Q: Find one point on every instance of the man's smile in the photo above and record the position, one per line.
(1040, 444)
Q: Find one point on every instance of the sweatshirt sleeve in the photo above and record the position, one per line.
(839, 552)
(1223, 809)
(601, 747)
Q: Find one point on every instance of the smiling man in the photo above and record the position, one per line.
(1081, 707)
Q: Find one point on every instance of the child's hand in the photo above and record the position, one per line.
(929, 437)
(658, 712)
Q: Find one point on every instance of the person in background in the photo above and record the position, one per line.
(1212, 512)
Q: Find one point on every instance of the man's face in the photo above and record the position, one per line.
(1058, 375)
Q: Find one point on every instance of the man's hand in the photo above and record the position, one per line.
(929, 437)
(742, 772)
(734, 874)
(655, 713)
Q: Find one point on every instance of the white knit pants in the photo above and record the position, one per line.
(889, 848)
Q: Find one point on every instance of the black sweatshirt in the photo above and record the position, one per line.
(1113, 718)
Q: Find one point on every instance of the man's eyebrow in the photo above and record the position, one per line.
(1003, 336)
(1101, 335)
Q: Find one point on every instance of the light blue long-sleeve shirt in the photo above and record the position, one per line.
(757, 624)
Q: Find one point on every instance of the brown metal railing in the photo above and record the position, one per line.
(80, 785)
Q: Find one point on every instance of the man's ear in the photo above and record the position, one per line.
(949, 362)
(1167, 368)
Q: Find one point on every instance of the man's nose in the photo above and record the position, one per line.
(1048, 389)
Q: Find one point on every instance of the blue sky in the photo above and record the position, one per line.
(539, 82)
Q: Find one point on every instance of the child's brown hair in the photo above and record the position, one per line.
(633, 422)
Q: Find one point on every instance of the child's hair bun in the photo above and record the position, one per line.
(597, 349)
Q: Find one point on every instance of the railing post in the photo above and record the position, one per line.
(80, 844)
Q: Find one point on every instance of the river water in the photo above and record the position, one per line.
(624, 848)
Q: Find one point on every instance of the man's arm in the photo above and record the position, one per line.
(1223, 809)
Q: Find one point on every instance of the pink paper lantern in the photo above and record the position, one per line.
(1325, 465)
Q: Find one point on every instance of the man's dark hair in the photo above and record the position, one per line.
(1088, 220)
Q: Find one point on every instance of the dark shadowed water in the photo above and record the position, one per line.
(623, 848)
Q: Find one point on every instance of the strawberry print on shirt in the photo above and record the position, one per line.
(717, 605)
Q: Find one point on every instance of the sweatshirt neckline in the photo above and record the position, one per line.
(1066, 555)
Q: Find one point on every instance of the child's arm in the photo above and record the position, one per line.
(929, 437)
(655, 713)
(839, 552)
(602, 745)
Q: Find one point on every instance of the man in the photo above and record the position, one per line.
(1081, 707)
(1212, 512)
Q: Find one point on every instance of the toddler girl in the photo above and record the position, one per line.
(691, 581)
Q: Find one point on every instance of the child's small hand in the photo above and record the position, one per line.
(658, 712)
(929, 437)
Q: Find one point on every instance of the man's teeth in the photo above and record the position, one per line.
++++++++++
» **Brief**
Rewrite the stretch of lines from the one containing "Q: Find one point on every instance of the man's face" through the one containing "(1101, 335)", replacing "record the position" with "note the coordinates" and leaving everything else unchanged.

» **Correct result**
Q: Find one point on every instance of the man's face in the photo above and note the coordinates, one per line.
(1058, 375)
Q: Find one point on every instance of the man's hand in the photo above and note the coordinates, one per line.
(929, 437)
(742, 772)
(734, 874)
(655, 713)
Q: Find one point on every instance of the white knit pants in the photo above and note the coordinates, one per line.
(889, 848)
Q: Find one point on every instance of the black sweatshirt in the photo above and note the coordinates, one per line.
(1113, 718)
Q: Find one point on every instance of the man's eyebrow in the photo above and note the coordinates, one per line.
(1003, 336)
(1101, 335)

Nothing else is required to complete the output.